## Instructions for the task
Copy exactly, please, the lines of the data from its start through the line containing "# example of the reply layout".

Collected data
::::

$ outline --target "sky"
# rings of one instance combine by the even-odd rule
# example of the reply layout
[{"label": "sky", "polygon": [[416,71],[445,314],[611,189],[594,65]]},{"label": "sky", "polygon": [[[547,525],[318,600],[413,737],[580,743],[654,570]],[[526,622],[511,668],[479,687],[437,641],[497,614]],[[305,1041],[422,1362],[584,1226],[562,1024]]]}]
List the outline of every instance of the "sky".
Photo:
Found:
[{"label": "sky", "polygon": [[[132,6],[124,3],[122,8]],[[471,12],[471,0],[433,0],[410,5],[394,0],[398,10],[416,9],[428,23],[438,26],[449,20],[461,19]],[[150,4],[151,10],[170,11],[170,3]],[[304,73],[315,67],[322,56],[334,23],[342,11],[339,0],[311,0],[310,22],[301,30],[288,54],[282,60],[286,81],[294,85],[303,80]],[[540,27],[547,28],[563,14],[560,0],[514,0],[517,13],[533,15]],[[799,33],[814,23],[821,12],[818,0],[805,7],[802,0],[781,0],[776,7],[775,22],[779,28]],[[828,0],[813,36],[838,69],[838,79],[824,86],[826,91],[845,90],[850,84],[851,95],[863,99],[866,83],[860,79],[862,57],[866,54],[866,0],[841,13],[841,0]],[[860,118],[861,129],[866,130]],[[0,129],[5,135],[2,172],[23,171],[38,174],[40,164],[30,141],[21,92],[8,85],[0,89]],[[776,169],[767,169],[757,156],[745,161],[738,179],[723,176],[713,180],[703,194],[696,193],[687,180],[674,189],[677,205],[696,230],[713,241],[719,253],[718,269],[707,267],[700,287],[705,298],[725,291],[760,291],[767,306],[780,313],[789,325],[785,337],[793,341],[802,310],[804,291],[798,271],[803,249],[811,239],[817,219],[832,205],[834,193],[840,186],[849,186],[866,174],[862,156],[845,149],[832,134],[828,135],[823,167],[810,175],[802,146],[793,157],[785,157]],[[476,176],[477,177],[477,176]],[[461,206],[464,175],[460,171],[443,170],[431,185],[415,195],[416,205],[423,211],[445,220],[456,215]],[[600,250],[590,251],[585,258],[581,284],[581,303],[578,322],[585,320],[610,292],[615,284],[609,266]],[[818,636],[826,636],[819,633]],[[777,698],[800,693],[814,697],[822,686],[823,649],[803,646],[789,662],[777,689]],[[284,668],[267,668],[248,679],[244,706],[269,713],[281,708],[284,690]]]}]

::::

## Solution to this exercise
$ outline --target "sky"
# rings of one instance combine by the even-odd rule
# example of the reply layout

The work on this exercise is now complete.